## PASSAGE GIVEN
Make your house as bright as summer all year long. Here are a few tips for turning your house into a garden.


Welcome to my garden. Come in and have a seat. I realize it's not exactly the garden you were expecting, but it is winter, and snowing outside. And, knowing as I do (all too well) that gardeners really hate that moment in fall when the last tool has been cleaned and put away, the last mulch spread, and it's time to come in for winter, I've done my best to make the indoors seem as much like a garden as possible.

The room in this photo was a natural for a garden room, as it came with two walls of windows and a floor tiled in a deep forest green. Unfortunately, it also has a northern exposure, which doesn't make it ideal for many plants. Right now, it holds three huge brugmansias, two crinum, a freesia and assorted houseplants anyway, as my house doesn't have all that many good windows. With the rattan furniture and a concrete garden bench used as a coffee table it does feel a bit like being in a garden.

Any room can be a garden. Take my dining room. When we moved in, it looked a lot like a cave. Gorgeous wallpaper, but magnolias floating on a charcoal gray background don't help the lighting situation when the room is 25 feet long with only one widow at the far end. The solution? Make it a gazebo! We started with a nice picture of a garden and an overhead projector. I projected that picture onto the lower walls, penciled it in, then painted a garden of spring flowers.

Next we made a shallow lattice railing in front of it, all around the room. Uprights go to almost to the ceiling, and are decorated with some beautiful cast iron brackets we found in a shop in New Orleans. At the end of the room with the window we have a New Orleans park bench (I wonder why we're never attracted to small souvenirs?) flanked by huge potted plants and a garden statue on a pedestal. Tucked in another corner is a small fountain (which my cats think of as their own private drinking bowl) and a lamp we found in Paris, which looks like a 5' tall cattail plant. (See what I mean about small souvenirs? We had to buy that lamp a ticket on the Metro!) Any day now I'm planning on painting clouds in the area above the lattice -- as soon as I learn to paint convincing looking clouds. Sometimes I wish I could do my walls using Photoshop instead of my trusty sea sponge.

## YOUR TASKS
(1) Answer these questions from the passage on turning a house into a garden:
(a) What color is the tile floor in the garden room?
(b) What serves as a coffee table in the garden room?
(c) How long is the dining room?
(2) Say whether each statement agrees with the passage on turning a house into a garden, and quote the words that decide it:
(a) The garden room faces south.
(b) The lamp that looks like a cattail was found in Paris.
(c) Clouds are already painted above the lattice in the dining room.
(3) Carry on the passage on turning a house into a garden, starting right after its last sentence.
You will not need the records here.

## PROVIDED RECORDS
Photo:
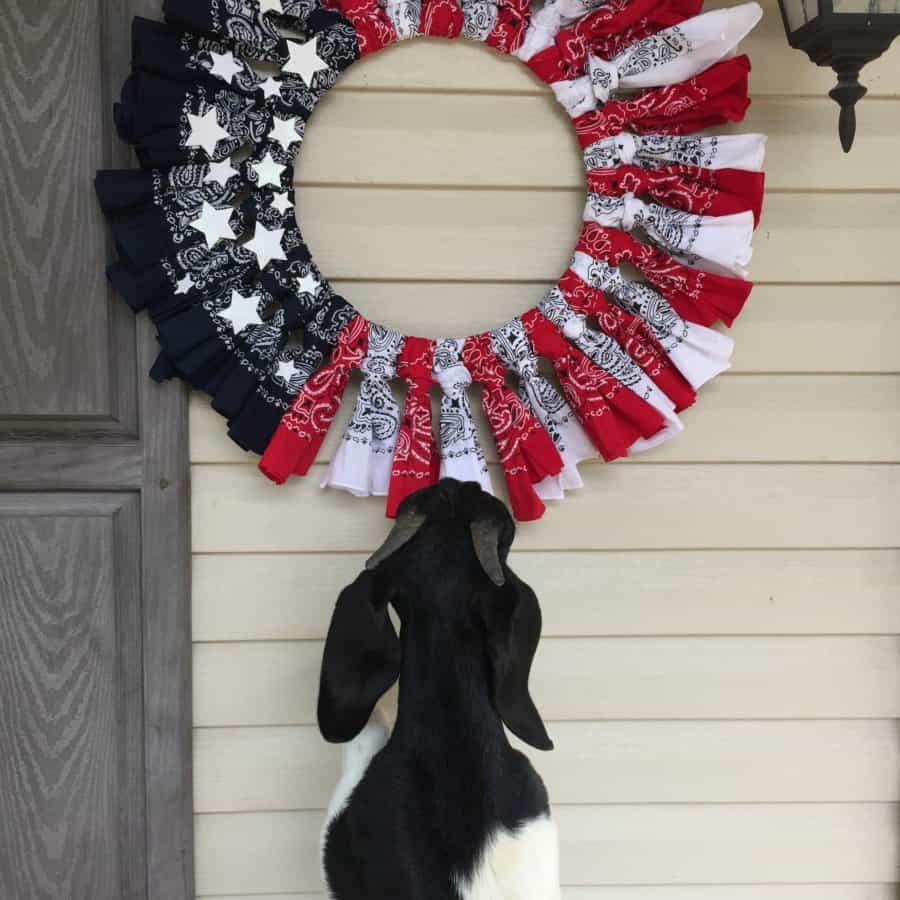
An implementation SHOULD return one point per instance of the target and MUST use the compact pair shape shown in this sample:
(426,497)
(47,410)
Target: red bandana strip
(416,460)
(374,28)
(293,447)
(606,32)
(700,297)
(714,97)
(441,18)
(614,417)
(706,192)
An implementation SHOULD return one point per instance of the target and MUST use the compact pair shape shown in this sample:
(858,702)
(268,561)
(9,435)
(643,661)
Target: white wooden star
(285,370)
(304,60)
(284,131)
(241,311)
(183,285)
(270,87)
(281,202)
(225,66)
(206,132)
(266,245)
(214,223)
(219,172)
(308,284)
(268,171)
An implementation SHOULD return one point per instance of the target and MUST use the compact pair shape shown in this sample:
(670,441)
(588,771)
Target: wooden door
(95,774)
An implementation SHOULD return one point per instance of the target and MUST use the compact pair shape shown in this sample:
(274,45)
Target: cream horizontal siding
(721,663)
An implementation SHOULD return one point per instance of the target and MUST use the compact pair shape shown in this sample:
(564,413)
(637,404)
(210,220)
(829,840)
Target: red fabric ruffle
(606,32)
(715,96)
(613,416)
(296,441)
(374,28)
(697,296)
(510,26)
(527,453)
(441,18)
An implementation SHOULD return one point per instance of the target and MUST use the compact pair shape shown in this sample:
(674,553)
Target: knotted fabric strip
(548,20)
(362,463)
(706,192)
(719,244)
(373,25)
(441,18)
(511,344)
(607,355)
(699,353)
(607,31)
(668,57)
(510,25)
(416,462)
(526,451)
(649,151)
(714,97)
(700,297)
(405,16)
(302,428)
(479,18)
(461,455)
(632,333)
(614,418)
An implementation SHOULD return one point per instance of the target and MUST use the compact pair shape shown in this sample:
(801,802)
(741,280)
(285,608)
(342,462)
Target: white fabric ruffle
(670,56)
(608,355)
(461,454)
(362,463)
(720,244)
(512,346)
(547,22)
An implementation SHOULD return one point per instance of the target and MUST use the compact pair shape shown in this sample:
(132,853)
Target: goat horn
(404,530)
(485,538)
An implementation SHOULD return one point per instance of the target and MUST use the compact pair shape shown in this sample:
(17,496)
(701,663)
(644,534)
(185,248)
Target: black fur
(448,777)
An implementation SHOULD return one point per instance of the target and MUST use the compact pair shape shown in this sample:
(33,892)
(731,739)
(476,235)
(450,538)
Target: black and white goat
(442,808)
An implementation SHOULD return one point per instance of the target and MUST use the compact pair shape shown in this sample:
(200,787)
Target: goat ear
(514,629)
(361,660)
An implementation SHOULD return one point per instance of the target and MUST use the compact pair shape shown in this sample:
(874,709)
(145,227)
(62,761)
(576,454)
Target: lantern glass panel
(799,12)
(872,7)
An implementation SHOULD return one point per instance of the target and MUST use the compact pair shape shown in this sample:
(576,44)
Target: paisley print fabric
(461,454)
(362,463)
(209,245)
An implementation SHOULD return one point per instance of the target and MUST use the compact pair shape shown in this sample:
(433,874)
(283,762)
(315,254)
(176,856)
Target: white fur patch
(516,865)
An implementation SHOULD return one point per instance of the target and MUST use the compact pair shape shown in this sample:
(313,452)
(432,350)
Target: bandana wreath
(209,244)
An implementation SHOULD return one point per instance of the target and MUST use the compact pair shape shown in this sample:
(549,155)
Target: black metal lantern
(843,34)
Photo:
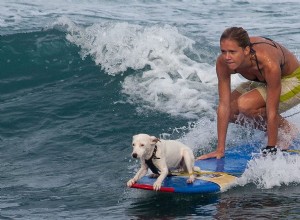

## ANSWERS TO THE EXERCISE
(1)
(a) A deep forest green.
(b) A concrete garden bench.
(c) 25 feet.

(2)
(a) No: "it also has a northern exposure"
(b) Yes: "a lamp we found in Paris, which looks like a 5' tall cattail plant"
(c) No: "Any day now I'm planning on painting clouds in the area above the lattice"

(3)
Because my husband is frugal, we are still using my old wooden dining room table, but I am praying that it falls apart soon so that I can bring the cast iron table and chairs in from the terrace. A few plant lights, and few more plants and you'll hardly realize you're indoors. We'll be tiling that floor in white (it still needs brightening!); that and some fake skylights (see picture) complete the garden atmosphere.

Outdoor furniture works beautifully in many interiors and is usually more economical than its interior counterpart. Wicker and rattan ranges from the extremely inexpensive to some beautiful and solid pieces capable of withstanding a lot of wear and tear -- and they are quite comfortable. Cast or wrought iron tables also lend a nice outdoor ambiance, although it is really only good for dining room seating -- or a quick stop to take off your garden boots.

If metal is a less-than-ideal choice for seating it's a wonderful choice for accessories. Cast or wrought iron tables are solid enough that you don't have to worry about knocking into them and scattering everything on top. Iron birdcages really make light, airy accessories suspended from the ceiling or topping a table; they also look good filled with plants.

Old iron gates and fence pieces can often be found at salvage yards and auctions; they look terrific as headboards for a bed. They also make unusual wall ornaments or screens. Put a vining plant in a pot at the base and let it twine its way through the ironwork.

Fountains are a wonderful way to bring the outdoors in. Although I do know a man who has a 6' high fountain and equally large basin taking up a lot of their living room, most of us will be well contented with something more modest. If your fountain basin is large enough and you have good lighting, you could even try growing a small tropical water lily in it.

If you're artistic, try your hand at painting a mural on the wall to make it seem like you're looking at the garden. If you lack that talent, you can get amazing results with an overhead projector. Or simply cluster container plants and add a gazing ball or statue to simulate a garden. Many of us bring in our garden ornaments for the winter anyway, to prevent frost damage. Instead of storing them away, use them to create a garden atmosphere. I've liked some of mine so much that they never found their way back outside.

Just because you've become accustomed to dividing the world into indoor things and outdoor things doesn't mean you have to continue along this road. You've seen those pictures of dining room tables carted out to the orchard and set with lace and fine china, haven't you? Well, do the same thing, in reverse. Bring the outdoor things in.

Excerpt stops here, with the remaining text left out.